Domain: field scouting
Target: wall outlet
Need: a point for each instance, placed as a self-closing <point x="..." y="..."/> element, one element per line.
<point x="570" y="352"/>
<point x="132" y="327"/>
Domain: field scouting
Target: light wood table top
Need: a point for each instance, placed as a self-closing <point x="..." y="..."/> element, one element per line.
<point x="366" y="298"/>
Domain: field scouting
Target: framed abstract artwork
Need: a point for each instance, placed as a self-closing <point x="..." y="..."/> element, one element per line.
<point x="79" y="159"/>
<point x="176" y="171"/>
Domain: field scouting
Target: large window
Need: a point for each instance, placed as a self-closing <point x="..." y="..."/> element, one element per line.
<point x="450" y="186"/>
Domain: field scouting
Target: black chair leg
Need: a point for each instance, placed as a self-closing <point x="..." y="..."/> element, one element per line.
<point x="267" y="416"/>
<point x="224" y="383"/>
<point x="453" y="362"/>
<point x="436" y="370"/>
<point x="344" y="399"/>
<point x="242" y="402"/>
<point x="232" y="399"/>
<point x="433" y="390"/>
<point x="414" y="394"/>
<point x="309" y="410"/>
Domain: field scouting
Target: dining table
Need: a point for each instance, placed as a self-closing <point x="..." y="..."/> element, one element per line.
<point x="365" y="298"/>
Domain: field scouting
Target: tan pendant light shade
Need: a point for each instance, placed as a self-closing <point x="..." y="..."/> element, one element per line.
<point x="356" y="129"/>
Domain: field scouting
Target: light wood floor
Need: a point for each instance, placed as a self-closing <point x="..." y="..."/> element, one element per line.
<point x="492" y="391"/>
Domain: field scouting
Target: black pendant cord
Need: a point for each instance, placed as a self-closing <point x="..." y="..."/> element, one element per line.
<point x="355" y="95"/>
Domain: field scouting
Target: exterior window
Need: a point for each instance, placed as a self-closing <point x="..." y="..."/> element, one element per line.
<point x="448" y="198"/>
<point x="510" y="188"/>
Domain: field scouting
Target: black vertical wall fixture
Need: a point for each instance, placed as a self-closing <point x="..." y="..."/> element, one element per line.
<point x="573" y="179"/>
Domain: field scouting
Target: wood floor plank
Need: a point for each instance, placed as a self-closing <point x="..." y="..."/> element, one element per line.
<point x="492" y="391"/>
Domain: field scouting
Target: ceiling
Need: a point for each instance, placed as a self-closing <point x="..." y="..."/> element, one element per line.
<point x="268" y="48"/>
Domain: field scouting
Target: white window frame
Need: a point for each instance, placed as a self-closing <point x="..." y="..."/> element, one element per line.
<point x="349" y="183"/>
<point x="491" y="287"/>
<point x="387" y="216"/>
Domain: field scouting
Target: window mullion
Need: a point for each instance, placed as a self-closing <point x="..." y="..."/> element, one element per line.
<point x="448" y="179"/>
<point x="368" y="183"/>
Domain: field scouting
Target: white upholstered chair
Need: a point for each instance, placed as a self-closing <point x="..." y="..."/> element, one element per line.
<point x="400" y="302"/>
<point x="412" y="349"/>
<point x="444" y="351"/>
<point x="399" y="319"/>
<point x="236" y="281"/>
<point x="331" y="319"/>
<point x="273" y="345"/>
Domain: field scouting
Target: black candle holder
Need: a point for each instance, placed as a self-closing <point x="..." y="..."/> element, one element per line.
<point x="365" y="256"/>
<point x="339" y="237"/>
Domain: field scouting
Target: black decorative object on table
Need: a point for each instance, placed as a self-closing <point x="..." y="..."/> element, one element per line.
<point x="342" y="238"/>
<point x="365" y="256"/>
==
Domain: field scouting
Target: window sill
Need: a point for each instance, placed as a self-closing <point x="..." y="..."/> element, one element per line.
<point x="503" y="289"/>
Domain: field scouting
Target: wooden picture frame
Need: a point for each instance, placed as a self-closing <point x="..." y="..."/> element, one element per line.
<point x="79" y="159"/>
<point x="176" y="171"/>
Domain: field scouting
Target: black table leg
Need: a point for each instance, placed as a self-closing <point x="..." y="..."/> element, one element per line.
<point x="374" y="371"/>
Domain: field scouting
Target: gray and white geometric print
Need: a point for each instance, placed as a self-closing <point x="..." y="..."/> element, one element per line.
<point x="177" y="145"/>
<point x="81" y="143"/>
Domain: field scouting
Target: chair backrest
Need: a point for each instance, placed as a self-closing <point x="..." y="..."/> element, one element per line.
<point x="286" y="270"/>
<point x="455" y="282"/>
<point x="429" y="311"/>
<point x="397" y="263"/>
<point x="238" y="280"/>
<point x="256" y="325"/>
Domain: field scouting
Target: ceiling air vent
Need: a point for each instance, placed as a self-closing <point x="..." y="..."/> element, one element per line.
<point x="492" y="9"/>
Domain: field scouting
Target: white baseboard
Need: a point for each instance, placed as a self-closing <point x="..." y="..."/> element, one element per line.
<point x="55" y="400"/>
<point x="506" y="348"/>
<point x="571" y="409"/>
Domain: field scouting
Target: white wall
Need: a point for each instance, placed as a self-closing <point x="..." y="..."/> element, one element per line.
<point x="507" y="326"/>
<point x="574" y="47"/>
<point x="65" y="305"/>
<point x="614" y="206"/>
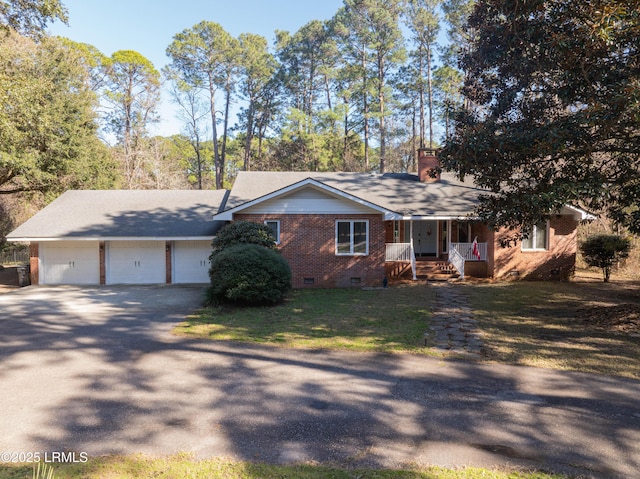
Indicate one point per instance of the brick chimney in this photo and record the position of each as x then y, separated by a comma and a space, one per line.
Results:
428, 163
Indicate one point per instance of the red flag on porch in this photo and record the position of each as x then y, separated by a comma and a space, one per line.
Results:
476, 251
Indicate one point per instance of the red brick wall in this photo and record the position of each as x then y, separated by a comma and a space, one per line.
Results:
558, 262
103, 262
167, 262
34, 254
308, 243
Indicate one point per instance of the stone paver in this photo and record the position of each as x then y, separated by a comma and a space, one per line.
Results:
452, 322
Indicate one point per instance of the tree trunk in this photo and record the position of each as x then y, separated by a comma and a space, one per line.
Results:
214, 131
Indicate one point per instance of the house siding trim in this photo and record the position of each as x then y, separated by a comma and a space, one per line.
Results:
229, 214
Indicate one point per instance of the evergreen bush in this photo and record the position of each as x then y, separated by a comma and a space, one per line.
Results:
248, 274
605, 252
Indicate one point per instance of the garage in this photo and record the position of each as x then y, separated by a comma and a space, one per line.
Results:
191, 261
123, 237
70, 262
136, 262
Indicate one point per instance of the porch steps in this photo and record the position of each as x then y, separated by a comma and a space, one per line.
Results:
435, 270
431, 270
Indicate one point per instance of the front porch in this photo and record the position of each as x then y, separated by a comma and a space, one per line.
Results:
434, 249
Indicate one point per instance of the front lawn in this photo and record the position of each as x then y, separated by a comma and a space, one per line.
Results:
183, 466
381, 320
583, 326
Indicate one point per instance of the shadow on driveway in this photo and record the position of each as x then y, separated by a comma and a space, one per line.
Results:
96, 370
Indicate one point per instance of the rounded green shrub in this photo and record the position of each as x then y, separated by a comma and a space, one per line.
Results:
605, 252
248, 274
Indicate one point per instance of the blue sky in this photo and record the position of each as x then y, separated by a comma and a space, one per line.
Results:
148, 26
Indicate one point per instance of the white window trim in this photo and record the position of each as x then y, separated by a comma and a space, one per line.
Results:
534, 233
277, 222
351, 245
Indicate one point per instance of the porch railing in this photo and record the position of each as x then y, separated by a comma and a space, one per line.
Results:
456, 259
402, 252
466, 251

• [WORK ORDER]
Within this data, count the lines that include the string "window" and write the number with nothing else.

• [EXERCISE ANSWER]
6